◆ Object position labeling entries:

* * *

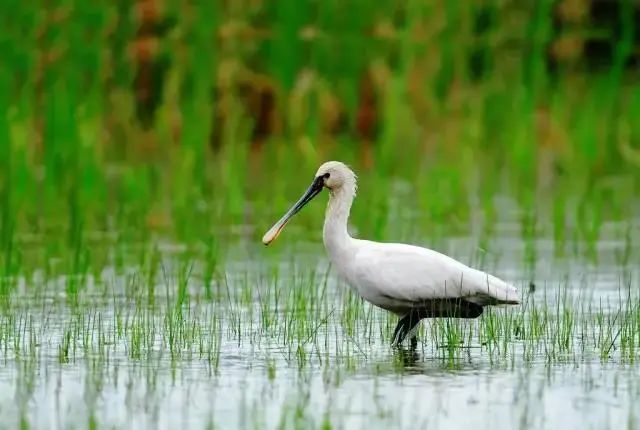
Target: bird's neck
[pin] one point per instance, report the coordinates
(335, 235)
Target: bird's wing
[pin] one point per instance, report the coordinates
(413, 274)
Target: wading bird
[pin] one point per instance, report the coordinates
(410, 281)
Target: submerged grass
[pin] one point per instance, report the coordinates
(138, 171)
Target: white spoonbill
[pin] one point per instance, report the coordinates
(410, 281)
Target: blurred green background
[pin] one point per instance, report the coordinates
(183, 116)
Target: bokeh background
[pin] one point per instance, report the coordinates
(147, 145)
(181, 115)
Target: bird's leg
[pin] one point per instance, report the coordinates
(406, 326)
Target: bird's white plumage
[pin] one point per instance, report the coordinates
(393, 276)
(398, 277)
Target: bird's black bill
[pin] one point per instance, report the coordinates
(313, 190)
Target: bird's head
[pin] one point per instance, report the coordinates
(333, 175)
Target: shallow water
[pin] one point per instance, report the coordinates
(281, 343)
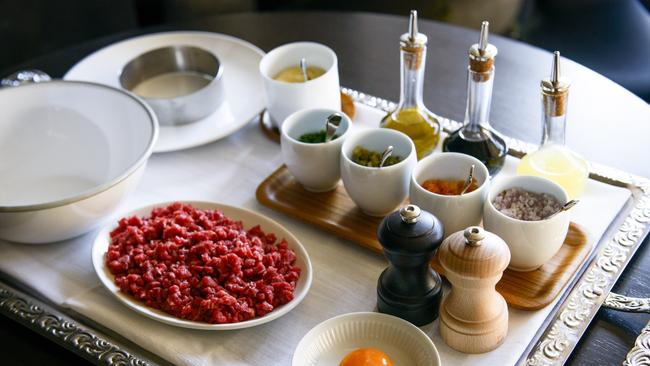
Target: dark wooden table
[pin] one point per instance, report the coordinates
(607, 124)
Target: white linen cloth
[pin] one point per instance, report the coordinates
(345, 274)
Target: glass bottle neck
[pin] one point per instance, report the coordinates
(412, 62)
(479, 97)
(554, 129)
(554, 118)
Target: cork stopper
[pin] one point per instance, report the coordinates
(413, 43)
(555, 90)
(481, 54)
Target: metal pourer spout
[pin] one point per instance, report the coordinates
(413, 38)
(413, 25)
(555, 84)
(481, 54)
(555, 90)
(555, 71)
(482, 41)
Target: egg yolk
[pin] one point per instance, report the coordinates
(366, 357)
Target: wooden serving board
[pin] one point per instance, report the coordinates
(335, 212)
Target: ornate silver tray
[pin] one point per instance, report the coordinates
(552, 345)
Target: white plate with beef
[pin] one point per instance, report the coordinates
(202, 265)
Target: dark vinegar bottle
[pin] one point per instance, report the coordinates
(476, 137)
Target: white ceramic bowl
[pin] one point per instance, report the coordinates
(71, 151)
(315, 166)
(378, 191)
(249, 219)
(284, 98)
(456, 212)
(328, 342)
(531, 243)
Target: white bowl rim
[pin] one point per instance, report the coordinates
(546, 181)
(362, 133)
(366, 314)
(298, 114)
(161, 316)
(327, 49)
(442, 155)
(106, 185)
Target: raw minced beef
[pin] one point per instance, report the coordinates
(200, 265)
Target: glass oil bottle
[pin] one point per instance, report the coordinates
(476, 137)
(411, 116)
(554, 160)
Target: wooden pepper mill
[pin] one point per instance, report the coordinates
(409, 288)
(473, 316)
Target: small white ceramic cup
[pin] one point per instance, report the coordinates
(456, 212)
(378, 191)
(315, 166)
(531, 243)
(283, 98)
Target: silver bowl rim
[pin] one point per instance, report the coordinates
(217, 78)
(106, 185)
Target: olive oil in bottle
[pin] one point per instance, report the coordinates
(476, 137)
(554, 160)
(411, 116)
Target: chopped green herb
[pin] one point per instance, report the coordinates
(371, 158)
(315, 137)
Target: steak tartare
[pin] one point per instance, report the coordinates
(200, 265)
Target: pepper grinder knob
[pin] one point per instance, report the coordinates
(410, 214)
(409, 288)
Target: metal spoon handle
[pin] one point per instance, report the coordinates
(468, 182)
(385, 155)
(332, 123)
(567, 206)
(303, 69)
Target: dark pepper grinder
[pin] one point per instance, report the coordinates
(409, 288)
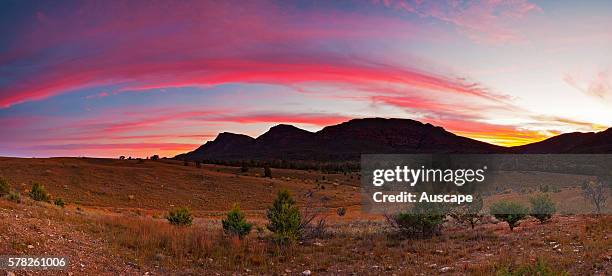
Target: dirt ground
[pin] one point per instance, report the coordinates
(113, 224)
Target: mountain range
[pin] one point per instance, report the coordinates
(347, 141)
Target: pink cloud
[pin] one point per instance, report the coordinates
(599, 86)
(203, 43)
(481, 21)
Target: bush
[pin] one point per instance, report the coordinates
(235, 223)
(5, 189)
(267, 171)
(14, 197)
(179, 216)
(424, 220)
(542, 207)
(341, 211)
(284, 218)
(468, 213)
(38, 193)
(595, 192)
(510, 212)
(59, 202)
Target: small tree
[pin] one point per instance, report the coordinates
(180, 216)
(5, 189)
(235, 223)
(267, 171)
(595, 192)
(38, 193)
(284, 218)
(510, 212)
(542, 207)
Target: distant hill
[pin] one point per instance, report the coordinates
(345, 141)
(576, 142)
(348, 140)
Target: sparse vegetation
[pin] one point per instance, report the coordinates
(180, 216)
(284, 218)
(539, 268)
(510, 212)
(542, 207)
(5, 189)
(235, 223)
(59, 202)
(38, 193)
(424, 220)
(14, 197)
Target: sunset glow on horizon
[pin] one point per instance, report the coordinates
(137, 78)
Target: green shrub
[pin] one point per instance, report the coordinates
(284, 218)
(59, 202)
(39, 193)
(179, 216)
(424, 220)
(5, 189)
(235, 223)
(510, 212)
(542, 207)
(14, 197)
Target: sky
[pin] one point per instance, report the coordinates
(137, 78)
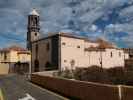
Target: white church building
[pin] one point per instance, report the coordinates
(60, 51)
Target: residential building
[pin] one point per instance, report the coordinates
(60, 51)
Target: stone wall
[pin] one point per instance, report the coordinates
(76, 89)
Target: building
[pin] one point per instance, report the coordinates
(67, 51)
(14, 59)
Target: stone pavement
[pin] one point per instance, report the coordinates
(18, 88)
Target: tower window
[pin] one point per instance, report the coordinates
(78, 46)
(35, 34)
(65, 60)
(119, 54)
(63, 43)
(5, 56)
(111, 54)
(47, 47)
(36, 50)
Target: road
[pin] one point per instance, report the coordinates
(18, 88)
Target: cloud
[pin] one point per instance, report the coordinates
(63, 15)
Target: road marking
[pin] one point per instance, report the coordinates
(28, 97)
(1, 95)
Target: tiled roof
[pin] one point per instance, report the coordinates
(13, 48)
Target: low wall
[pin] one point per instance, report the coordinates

* * *

◆ Given task:
Print the full listing exactly, dropping the pictures.

◆ Solution:
Target: bird's neck
[pin] one point per instance, report the coordinates
(335, 235)
Target: bird's wing
[pin] one point per instance, report the coordinates
(413, 274)
Target: wading bird
[pin] one point per instance, report the coordinates
(410, 281)
Target: submerged grass
[pin] one point per instance, report the coordinates
(138, 171)
Target: white spoonbill
[pin] one point per instance, report the coordinates
(410, 281)
Target: blurred green background
[pin] one point per instance, report the coordinates
(183, 116)
Target: bokeh background
[pin] one point per instance, report the coordinates
(147, 145)
(181, 115)
Target: bird's leg
[pin] one point per instance, report the coordinates
(406, 326)
Target: bird's white plumage
[pin] one point per instance, report the coordinates
(393, 276)
(398, 277)
Target: bird's black bill
[pin] one point per instance, report the coordinates
(313, 190)
Target: bird's head
[pin] one point per instance, report the coordinates
(333, 175)
Target: shallow water
[pin] one point per instance, report the coordinates
(281, 343)
Target: dark wooden table
[pin] one point per instance, report the coordinates
(607, 124)
Target: white linen cloth
[pin] one point per instance, report the coordinates
(345, 274)
Target: glass bottle neck
[pin] one point per instance, report the coordinates
(412, 62)
(479, 97)
(554, 129)
(554, 118)
Target: cork stopper
[pin] one point per instance, report the coordinates
(413, 43)
(555, 90)
(481, 54)
Target: metal pourer spout
[pin] one point per instance, report the coordinates
(413, 38)
(413, 25)
(555, 84)
(481, 54)
(555, 90)
(555, 71)
(482, 41)
Target: egg yolk
[pin] one point per instance, report the coordinates
(366, 357)
Target: wooden serving board
[pin] one point per instance, report the coordinates
(335, 212)
Target: ornate silver tray
[pin] one point per instance, report the coordinates
(552, 345)
Target: white plate with beef
[pin] one point per instance, report the coordinates
(202, 265)
Target: dark vinegar bottle
[pin] one point per instance, report the coordinates
(476, 137)
Target: white ceramic bowl
[pin] one point per instance, report the coordinates
(71, 151)
(315, 166)
(378, 191)
(249, 219)
(284, 98)
(456, 212)
(328, 342)
(531, 243)
Target: white bowl rim
[pin] one point per instance, report the coordinates
(546, 181)
(362, 133)
(366, 314)
(298, 114)
(161, 316)
(327, 49)
(442, 155)
(106, 185)
Target: raw minced beef
[pin] one point per instance, report the coordinates
(200, 265)
Target: glass oil bottle
[pin] one point per instance, report the coordinates
(476, 137)
(411, 116)
(554, 160)
Target: wooden pepper mill
[pin] one point per instance, report the coordinates
(409, 288)
(473, 316)
Target: small white ceramic cup
[pin] one point per instance, report the coordinates
(456, 212)
(378, 191)
(315, 166)
(531, 243)
(283, 98)
Target: silver bowl rim
[pin] one point per instance, report the coordinates
(217, 78)
(106, 185)
Target: olive oil in bottle
[pin] one point per instance, report the coordinates
(476, 137)
(554, 160)
(411, 116)
Target: chopped green herb
[pin] one point per instance, report the coordinates
(371, 158)
(315, 137)
Target: steak tartare
[pin] one point per instance, report the coordinates
(200, 265)
Target: pepper grinder knob
[pin] one point per instance, report the coordinates
(410, 214)
(409, 288)
Target: metal spoon handle
[pin] one point per instance, report the coordinates
(468, 182)
(385, 155)
(332, 123)
(567, 206)
(303, 69)
Target: dark pepper grinder
[pin] one point per instance, report the coordinates
(409, 288)
Target: dirt ground
[pin] one point per instance, report the coordinates
(113, 224)
Target: mountain range
[pin] one point per instance, report the coordinates
(347, 141)
Target: pink cloud
[pin] one point per instance, report the coordinates
(599, 86)
(203, 43)
(481, 21)
Target: bush
[pin] one point per instance, report the coordinates
(235, 223)
(5, 189)
(267, 171)
(14, 197)
(179, 216)
(424, 220)
(542, 207)
(341, 211)
(284, 218)
(468, 213)
(38, 193)
(595, 192)
(510, 212)
(59, 202)
Target: small tree
[pin] one point per instance, report the coordinates
(180, 216)
(5, 189)
(235, 223)
(267, 171)
(595, 192)
(38, 193)
(284, 218)
(510, 212)
(542, 207)
Target: distant hill
[pin] one point per instance, report the coordinates
(345, 141)
(576, 142)
(348, 140)
Target: sparse vegetation
[pin] one point per instance, report the coordinates
(180, 216)
(284, 218)
(539, 268)
(510, 212)
(542, 207)
(5, 189)
(235, 223)
(59, 202)
(38, 193)
(424, 220)
(14, 197)
Target: sunset glow on horizon
[pin] one point per instance, report the coordinates
(137, 78)
Target: green shrub
[pin] one point per instance, report the coordinates
(284, 218)
(59, 202)
(39, 193)
(179, 216)
(424, 220)
(5, 189)
(235, 223)
(510, 212)
(542, 207)
(14, 197)
Target: sky
[pin] one point per instance, report the coordinates
(137, 78)
Target: white church building
[pin] one point per instance, report the coordinates
(60, 51)
Target: residential building
[pin] one point per instance, report the coordinates
(60, 51)
Target: stone wall
[pin] one point per instance, report the coordinates
(76, 89)
Target: building
[pin] one point per instance, report the coordinates
(67, 51)
(14, 59)
Target: stone pavement
[pin] one point per instance, report the coordinates
(18, 88)
Target: tower window
[pin] one point per instance, report the coordinates
(78, 46)
(35, 34)
(65, 60)
(119, 54)
(63, 43)
(5, 56)
(111, 54)
(47, 47)
(36, 50)
Target: road
[pin] one point per instance, report the coordinates
(18, 88)
Target: cloud
[pin] one point per instance, report the coordinates
(63, 15)
Target: road marking
[pin] one point per instance, report the coordinates
(28, 97)
(1, 95)
Target: tiled roof
[pin] one point per instance, report the coordinates
(13, 48)
Target: low wall
[pin] one point per instance, report the coordinates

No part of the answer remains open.